■ WORK TO DO: Can you render the listing below as a Markdown table with the columns Row and Line, giving each line its own numbered row, skipping blank lines, and leaving out the pictures?

■ Coordinate annotation entries:
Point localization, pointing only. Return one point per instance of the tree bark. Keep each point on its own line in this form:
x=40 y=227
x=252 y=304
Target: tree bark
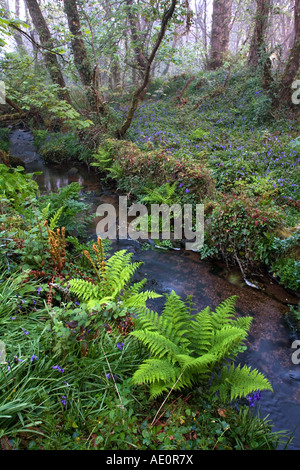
x=293 y=63
x=51 y=61
x=140 y=91
x=221 y=19
x=257 y=46
x=81 y=57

■ THE RESULT:
| Row | Line |
|---|---|
| 1 | Point localization, pointing only. Return one point per instance of the tree bark. Keep each point on its own line in this form: |
| 2 | x=40 y=227 |
| 3 | x=252 y=304 |
| 4 | Target: tree bark |
| 5 | x=293 y=63 |
| 6 | x=51 y=61 |
| 7 | x=140 y=91 |
| 8 | x=221 y=19 |
| 9 | x=257 y=46 |
| 10 | x=81 y=57 |